- Recorded information
-------
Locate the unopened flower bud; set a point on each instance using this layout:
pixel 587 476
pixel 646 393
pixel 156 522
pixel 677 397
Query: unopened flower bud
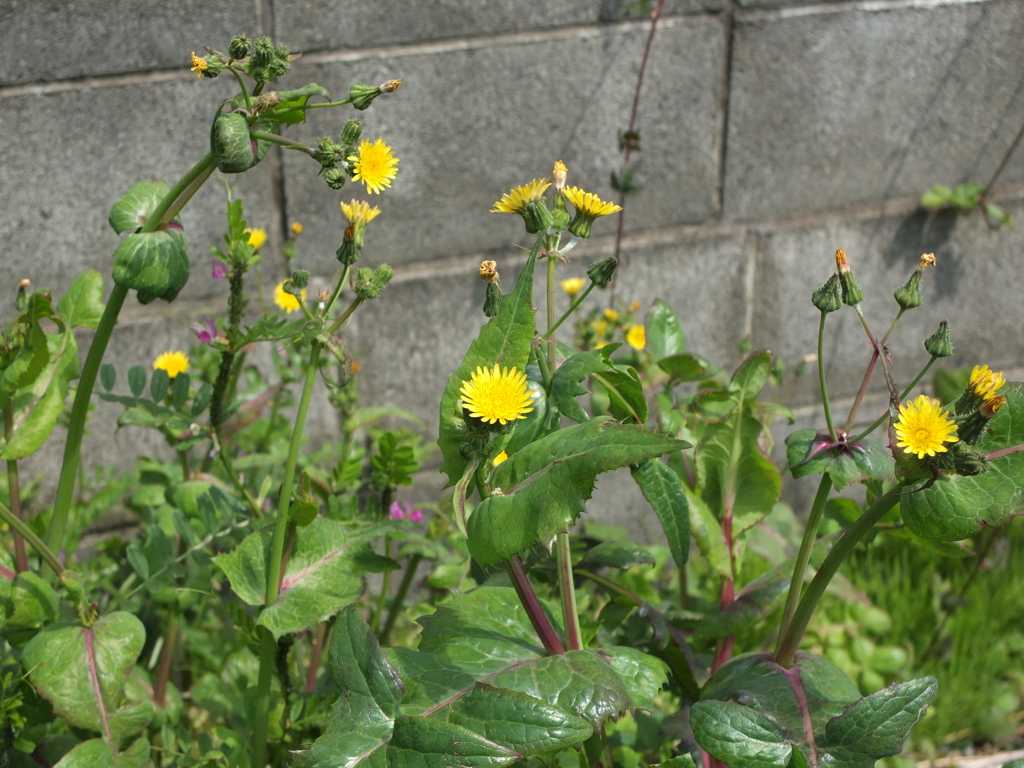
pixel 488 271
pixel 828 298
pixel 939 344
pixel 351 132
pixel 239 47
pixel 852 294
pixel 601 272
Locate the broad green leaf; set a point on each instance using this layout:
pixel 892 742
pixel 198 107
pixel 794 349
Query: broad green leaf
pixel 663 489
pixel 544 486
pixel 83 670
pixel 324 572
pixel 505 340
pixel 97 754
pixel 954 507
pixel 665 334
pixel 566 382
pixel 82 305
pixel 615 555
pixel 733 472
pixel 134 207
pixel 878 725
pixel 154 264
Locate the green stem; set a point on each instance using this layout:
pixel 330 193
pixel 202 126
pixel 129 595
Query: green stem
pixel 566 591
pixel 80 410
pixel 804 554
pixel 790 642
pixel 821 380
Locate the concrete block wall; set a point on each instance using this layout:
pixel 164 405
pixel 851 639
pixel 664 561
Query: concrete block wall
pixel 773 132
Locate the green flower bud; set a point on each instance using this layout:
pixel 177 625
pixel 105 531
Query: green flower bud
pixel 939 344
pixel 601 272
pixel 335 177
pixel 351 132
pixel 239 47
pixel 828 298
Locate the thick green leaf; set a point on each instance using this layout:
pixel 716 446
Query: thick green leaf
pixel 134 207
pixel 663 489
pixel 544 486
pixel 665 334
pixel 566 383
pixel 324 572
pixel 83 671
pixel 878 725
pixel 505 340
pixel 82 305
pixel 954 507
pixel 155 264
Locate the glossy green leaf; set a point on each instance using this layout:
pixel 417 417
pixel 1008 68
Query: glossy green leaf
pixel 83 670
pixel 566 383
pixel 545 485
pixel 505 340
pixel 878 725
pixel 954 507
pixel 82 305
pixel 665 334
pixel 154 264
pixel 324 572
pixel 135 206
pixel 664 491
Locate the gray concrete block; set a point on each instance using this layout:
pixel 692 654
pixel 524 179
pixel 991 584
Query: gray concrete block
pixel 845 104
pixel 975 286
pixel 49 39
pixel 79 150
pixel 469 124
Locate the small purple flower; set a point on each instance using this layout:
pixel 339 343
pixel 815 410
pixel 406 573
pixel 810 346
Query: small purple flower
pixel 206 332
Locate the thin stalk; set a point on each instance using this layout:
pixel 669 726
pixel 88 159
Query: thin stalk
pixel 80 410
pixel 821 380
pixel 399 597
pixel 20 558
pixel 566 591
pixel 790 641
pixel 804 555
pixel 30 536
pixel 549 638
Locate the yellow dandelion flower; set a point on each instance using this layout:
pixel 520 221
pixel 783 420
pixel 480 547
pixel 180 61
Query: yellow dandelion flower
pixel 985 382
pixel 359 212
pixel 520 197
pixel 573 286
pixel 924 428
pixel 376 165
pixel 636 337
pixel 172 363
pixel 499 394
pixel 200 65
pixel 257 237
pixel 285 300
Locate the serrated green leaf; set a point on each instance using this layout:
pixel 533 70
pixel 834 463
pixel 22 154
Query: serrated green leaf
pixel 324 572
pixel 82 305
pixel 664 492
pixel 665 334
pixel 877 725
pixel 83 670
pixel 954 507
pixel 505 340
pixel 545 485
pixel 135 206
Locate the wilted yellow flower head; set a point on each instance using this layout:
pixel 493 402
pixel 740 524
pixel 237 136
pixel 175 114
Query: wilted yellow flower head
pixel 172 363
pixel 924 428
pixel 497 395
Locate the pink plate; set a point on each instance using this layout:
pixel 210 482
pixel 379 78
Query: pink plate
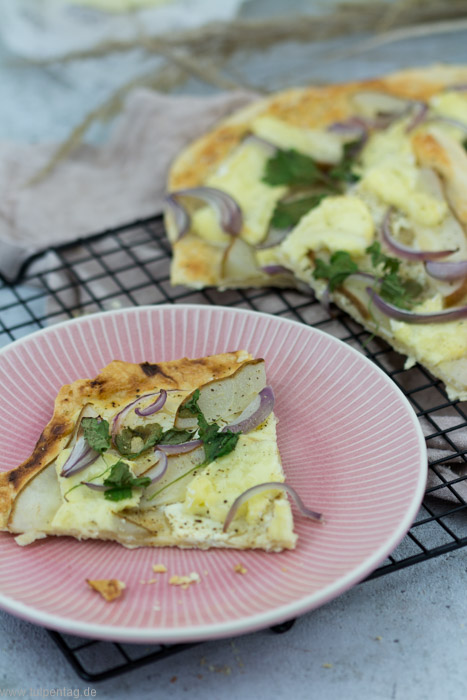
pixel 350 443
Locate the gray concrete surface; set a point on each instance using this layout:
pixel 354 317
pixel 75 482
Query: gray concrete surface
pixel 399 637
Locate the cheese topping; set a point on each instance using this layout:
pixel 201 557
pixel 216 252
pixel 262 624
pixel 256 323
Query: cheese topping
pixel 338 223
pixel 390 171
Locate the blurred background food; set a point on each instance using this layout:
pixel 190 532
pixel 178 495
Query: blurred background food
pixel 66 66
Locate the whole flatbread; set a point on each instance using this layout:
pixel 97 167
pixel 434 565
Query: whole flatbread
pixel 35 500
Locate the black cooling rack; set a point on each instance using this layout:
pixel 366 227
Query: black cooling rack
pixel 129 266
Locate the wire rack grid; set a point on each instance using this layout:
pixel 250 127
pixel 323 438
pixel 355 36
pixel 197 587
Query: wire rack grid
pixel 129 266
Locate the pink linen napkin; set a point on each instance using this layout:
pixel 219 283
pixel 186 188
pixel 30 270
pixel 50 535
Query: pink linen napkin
-------
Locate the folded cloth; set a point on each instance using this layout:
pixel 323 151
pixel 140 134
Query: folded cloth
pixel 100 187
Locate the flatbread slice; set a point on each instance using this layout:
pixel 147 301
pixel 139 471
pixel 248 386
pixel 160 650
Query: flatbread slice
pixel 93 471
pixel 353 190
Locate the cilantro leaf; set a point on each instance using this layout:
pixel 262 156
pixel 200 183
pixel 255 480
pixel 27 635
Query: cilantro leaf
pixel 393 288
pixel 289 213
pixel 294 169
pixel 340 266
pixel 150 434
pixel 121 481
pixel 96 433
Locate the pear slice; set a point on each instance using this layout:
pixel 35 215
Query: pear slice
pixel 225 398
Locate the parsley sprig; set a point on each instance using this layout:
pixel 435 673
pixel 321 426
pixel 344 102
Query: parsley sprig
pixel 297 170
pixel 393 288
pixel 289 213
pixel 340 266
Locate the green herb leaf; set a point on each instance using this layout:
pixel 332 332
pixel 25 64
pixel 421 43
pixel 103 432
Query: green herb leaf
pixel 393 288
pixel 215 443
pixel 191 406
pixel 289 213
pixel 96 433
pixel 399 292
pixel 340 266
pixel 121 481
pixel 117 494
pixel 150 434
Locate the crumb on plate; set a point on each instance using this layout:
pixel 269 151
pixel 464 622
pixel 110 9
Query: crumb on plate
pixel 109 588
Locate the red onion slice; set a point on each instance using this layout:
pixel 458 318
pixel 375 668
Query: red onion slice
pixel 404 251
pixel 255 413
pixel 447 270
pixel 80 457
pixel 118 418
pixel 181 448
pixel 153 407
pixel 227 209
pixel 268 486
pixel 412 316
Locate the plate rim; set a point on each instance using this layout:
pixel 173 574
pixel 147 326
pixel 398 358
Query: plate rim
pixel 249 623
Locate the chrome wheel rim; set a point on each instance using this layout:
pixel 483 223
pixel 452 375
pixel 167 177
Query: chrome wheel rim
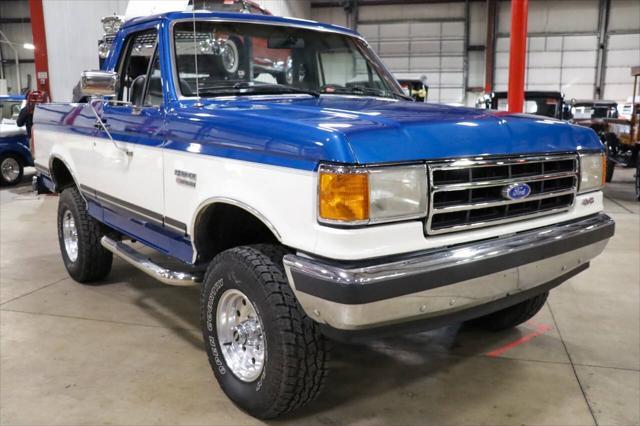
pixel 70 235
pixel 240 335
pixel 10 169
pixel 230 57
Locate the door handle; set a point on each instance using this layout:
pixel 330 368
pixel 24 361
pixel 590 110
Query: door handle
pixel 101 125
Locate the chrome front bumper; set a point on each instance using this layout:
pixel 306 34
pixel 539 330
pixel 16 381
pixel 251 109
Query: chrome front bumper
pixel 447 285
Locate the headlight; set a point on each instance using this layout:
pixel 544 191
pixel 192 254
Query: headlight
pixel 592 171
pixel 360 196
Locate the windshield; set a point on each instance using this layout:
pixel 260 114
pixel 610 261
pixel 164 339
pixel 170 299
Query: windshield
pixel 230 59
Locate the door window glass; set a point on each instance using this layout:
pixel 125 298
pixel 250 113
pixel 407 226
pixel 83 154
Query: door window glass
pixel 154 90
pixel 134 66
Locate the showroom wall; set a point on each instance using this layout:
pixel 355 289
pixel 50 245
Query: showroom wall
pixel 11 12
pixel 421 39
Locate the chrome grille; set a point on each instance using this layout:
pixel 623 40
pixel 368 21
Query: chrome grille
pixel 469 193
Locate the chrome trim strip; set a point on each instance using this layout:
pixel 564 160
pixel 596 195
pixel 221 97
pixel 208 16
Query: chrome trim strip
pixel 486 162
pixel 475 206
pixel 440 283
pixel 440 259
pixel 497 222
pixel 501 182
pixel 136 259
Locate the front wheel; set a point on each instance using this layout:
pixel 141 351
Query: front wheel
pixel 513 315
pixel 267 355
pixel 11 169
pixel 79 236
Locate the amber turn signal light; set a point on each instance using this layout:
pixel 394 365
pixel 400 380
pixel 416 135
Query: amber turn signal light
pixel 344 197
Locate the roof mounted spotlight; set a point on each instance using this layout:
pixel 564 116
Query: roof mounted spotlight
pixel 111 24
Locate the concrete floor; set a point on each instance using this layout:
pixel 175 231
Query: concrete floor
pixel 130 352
-------
- Task requirements
From the records above, extract every line that contains the string "pear".

- Output for this exercise
Locate the pear slice; set a point on each instance using this layout:
Query: pear slice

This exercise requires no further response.